ÉNONCÉ DU PROBLÈME -> Recopiez, dans le récit sur le projet au Guatemala, le passage qui s'ouvre sur les mots contenant « En tout cas, c'est » et se clôt par « dira leurs sérieux. ».

EXTRAIT DE PAGE ->
== == ==

Avant de partir, il nous explique que de toute façon, à part le projet d’université, la ville coordonne surtout des projets plus qu’elle n’en supporte. En effet, le budget pour 30 000 habitants est de l’ordre de 700 000 euros, et son prédécesseur lui a laissé 500 000€ de dettes… Sur la route du retour, José nous dira qu’il connaît d’autres maires, mais qu’on lui a conseillé parfois de ne pas passer par eux, tant l’on risquerait de se faire récupérer par des enjeux électoraux. Cela m’enchante grandement que l’on puisse naviguer dans les eaux de la politique des élus locaux avec un tel gouvernail. Nous pourrons profiter des réseaux certainement les plus développés du Guatemala, que sont les associations et les politiques, sans prendre trop de danger. D’ailleurs à Cunen, nous devrions commencer par travailler, comme à Chicaman avec une responsable de groupes de femmes qui travaille également avec plus de 300 femmes. L’année passée, le pourcentage de femmes était de 50%, nous monterons à plus de 65% cette année et n’aurons donc aucun mal à faire progresser ce taux. Ici elles sont en fait souvent très organisées et il suffit de connaître les responsables.

Nous quittons José pour le café internet. Finalement nous ne pourrons aller voir demain les responsables de Sacapula, et il semble que ce sera difficile de les voir avant notre départ. C’est dommage, j’aimerais que tous les gens qui travaillent avec nous, nous voient au moins une fois avant d’initier quoi que ce soit, tant ces deux années, nous avons eu des problèmes d’incompréhensions lorsqu’il s’agissait de travaux commençants. Sylvain est fatigué et a très mal à la tête. Avant d’aller se coucher, il me dira qu’il est quand même dommage que nous ne puissions travailler avec Joaquin. Certes, mais si l’on peut diminuer par trois nos coûts durant l’année prochaine, ça sera avec plaisir. Pour ma part, je reprends avec un peu plus de sérieux mes activités d’écriture où j’avais pris du retard. Si vous regardez attentivement, nous faisons en moyenne 4h de transport par jours depuis mercredi, et ça fatigue un tantinet. Du coup le soir, on est moins sérieux. Mais comme je réalise aujourd’hui qu’il ne me reste plus qu’une semaine ici et que l’on est loin d’avoir terminé le travail, je me remets au travail.

5 commentaires:

nicolasmeunier a dit…

Waaaaaaf, 10 jours de vacances et me voilà avec 2 bonnes heures de lecture en retard...
Ca y est, je suis à jour ! Je vois que tout roule et que vous allez devoir faire un bon gros tri dans les sollicitudes. Comme souvent dans ce cas, vous allez fixer un nombre de critères et finir par faire des choix arbitraires mais qui auront l'air justifiés ;) C'est ça la vraie vie.

En tout cas, c'est vraiment bien de pouvoir rencontrer tous ces gens, vous comblez progressivement toutes les lacunes du projet tel qu'il a été lancé l'an dernier. L'avenir nous dira leurs sérieux.

Quand est-ce que tu rentres en France Guillaume ?

== == ==

Données d'étiquetage de lieux:
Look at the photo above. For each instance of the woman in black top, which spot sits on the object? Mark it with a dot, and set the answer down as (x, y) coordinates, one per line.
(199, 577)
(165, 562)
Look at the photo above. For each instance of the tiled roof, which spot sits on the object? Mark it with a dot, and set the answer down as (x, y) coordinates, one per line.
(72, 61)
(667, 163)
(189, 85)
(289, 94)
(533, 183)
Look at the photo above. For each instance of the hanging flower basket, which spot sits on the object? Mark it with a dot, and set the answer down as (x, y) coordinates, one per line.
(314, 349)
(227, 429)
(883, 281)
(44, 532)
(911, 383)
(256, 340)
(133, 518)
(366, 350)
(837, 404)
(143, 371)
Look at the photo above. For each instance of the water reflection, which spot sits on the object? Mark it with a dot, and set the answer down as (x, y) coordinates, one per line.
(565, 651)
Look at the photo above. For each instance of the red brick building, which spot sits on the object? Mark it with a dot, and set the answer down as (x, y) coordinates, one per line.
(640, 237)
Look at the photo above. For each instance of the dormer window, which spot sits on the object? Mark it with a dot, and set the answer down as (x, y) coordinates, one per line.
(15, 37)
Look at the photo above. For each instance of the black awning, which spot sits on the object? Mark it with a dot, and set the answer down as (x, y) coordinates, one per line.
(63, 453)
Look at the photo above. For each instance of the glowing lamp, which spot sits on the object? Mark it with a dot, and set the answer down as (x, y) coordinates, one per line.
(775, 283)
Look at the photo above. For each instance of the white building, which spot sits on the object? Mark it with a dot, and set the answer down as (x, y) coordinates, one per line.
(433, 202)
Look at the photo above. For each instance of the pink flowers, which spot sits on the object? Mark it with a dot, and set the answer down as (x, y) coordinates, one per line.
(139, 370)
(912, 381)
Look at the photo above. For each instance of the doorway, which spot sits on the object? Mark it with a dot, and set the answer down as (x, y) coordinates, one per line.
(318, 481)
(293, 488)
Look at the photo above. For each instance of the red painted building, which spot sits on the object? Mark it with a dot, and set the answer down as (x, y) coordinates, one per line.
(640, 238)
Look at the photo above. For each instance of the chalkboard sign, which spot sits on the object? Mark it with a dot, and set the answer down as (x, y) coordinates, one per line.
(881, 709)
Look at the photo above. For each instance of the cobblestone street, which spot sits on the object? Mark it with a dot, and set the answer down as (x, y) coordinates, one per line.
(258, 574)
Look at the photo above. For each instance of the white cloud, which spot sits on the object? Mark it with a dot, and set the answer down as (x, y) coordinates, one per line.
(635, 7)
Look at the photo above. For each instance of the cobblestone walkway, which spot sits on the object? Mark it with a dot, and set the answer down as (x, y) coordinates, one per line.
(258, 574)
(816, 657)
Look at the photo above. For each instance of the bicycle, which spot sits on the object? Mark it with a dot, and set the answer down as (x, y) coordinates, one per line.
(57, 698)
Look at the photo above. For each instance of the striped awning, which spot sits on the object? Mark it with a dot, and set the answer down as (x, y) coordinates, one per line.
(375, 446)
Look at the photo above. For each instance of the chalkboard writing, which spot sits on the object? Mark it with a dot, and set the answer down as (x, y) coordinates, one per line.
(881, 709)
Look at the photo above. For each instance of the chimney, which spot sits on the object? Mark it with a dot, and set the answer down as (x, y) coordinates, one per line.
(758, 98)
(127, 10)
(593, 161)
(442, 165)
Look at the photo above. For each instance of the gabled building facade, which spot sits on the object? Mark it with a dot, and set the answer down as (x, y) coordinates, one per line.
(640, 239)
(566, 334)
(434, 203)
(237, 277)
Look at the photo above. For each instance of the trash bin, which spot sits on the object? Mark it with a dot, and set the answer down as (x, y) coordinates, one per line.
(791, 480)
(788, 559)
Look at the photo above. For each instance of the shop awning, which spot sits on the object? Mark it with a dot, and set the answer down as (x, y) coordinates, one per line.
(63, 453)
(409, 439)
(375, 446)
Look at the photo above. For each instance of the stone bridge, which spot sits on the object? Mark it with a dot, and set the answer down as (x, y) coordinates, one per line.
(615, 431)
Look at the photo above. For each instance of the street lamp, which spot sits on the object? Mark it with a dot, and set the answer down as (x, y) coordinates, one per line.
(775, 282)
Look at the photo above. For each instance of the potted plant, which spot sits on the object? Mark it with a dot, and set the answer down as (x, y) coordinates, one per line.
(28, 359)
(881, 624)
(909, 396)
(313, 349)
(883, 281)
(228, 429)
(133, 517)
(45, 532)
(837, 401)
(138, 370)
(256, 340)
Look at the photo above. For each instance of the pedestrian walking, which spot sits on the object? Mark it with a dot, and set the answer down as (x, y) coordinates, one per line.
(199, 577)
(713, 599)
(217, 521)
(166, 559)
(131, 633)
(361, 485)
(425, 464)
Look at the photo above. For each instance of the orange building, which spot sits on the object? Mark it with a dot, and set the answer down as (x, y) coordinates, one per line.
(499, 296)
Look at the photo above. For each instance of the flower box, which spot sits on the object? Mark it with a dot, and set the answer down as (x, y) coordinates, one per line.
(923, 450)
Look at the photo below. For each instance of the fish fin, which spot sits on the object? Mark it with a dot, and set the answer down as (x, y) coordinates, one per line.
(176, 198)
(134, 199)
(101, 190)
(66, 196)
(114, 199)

== == ==

RÉSULTAT OBTENU ->
En tout cas, c'est vraiment bien de pouvoir rencontrer tous ces gens, vous comblez progressivement toutes les lacunes du projet tel qu'il a été lancé l'an dernier. L'avenir nous dira leurs sérieux.